**Text for analysis**
What to say: Kids this age may worry that it’s their fault you’re sick. Reassure them by saying something like, “Mommy doesn’t know how she got RA, but it wasn’t because of you.” Help your children understand that, while your RA symptoms may affect your physical abilities, you can still do things together. You might say, “We can’t play catch, because my shoulders will get sore. But we can collect baseball memorabilia together.” If a flare makes it impossible to attend a special event, explain why. You can say something like, “I’m sorry I can’t go to your play. I don’t feel well today.” Suggest ways you can make it up to them; perhaps you can watch a video of the performance together or get tickets to a local theater production.

How they can help: Ask your child to brainstorm about what the two of you can do together when you are low on energy. Maybe they’ll just want to sing songs or read a book together or have you watch them do a dance routine in the living room. If you need to stop playing outside with them so you can rest, ask that they be understanding. Head off disappointment by offering an alternative, such as, “I’m going to rest on the sofa until I get my energy back. Let’s make some popcorn and watch whatever DVD you want.”

Middle school and high school

What to say: One way to start the conversation is to simply ask what they know about rheumatoid arthritis. Often, they’ll think RA affects only the elderly. Tell them, “Adults can get RA. It’s not just for old people.” Explain that RA isn’t fatal and won’t change your relationship with them. Keep the conversation positive by saying something like, “I’ll have RA for the rest of my life, and sometimes I’ll need your help when my joints are sore, but we can manage it together.”

How they can help: If your hands are sore, ask your children to help peel and chop veggies for dinner. Ask that they pitch in with chores, such as folding laundry and vacuuming, when you aren’t feeling well. Or they can look after little ones while you take a nap. Don’t feel guilty—your children will benefit by learning about responsibility. When they help you out, dole out praise, and consider giving them a reward, such as a gift certificate to purchase movies online.

**Extracted information**
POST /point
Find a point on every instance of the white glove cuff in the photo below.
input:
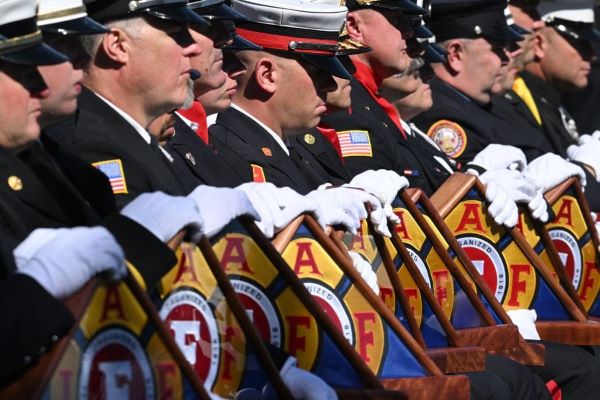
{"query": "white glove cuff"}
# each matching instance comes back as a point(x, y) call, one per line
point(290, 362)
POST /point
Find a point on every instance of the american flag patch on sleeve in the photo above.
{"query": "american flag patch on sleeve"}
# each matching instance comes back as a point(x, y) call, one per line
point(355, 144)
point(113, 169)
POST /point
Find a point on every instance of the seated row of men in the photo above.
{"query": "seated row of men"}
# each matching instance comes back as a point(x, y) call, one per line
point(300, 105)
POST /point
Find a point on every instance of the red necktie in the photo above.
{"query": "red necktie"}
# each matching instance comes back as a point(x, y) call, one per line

==

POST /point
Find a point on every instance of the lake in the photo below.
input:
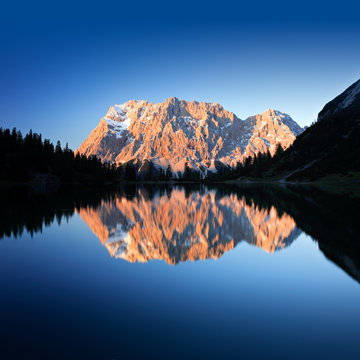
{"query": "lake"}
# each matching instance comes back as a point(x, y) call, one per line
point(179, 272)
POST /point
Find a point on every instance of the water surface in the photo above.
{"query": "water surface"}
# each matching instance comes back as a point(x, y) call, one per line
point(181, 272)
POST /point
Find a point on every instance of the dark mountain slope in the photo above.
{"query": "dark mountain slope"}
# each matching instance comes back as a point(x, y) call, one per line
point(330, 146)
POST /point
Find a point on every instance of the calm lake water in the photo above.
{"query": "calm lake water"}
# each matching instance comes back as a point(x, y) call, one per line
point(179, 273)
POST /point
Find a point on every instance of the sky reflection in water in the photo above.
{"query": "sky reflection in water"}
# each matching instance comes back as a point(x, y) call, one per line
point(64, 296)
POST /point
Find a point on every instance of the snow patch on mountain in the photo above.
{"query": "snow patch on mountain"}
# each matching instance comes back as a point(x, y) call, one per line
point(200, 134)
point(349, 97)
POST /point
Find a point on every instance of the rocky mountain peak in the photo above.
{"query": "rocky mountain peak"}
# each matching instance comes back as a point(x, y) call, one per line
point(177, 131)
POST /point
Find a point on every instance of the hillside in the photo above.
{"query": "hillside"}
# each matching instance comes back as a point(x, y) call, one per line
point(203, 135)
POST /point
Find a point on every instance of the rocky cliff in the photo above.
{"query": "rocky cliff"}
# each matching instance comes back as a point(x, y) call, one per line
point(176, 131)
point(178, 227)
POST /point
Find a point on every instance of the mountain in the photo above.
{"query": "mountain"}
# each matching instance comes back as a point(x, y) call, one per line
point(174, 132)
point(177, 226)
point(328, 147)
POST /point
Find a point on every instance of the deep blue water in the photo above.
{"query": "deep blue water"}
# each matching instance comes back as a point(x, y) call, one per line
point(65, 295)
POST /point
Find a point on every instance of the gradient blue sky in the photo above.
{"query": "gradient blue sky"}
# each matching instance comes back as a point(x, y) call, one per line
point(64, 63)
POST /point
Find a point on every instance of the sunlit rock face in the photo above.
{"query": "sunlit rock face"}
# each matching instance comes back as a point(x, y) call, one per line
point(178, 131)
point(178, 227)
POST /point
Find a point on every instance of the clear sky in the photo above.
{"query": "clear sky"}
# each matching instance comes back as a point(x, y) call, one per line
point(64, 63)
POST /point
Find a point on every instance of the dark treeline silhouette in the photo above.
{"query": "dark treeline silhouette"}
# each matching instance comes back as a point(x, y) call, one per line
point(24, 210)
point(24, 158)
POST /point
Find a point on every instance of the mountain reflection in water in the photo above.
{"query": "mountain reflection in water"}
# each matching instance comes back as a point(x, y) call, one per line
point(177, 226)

---

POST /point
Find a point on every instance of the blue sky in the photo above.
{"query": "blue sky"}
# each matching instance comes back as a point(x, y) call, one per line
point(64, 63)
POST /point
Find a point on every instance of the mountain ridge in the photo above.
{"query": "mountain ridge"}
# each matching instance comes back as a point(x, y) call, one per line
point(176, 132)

**Task requirements**
#1 From the passage on talking with children about rheumatoid arthritis, extract word for word the part that opens with the words containing "What to say: Kids" and closes with "local theater production.".
#2 Translate this sentence from the passage on talking with children about rheumatoid arthritis into Spanish: "Often, they’ll think RA affects only the elderly."
The lines above are not needed for this work.

**Solution set**
#1
What to say: Kids this age may worry that it’s their fault you’re sick. Reassure them by saying something like, “Mommy doesn’t know how she got RA, but it wasn’t because of you.” Help your children understand that, while your RA symptoms may affect your physical abilities, you can still do things together. You might say, “We can’t play catch, because my shoulders will get sore. But we can collect baseball memorabilia together.” If a flare makes it impossible to attend a special event, explain why. You can say something like, “I’m sorry I can’t go to your play. I don’t feel well today.” Suggest ways you can make it up to them; perhaps you can watch a video of the performance together or get tickets to a local theater production.

#2 A menudo, pensarán que la AR solo afecta a las personas mayores.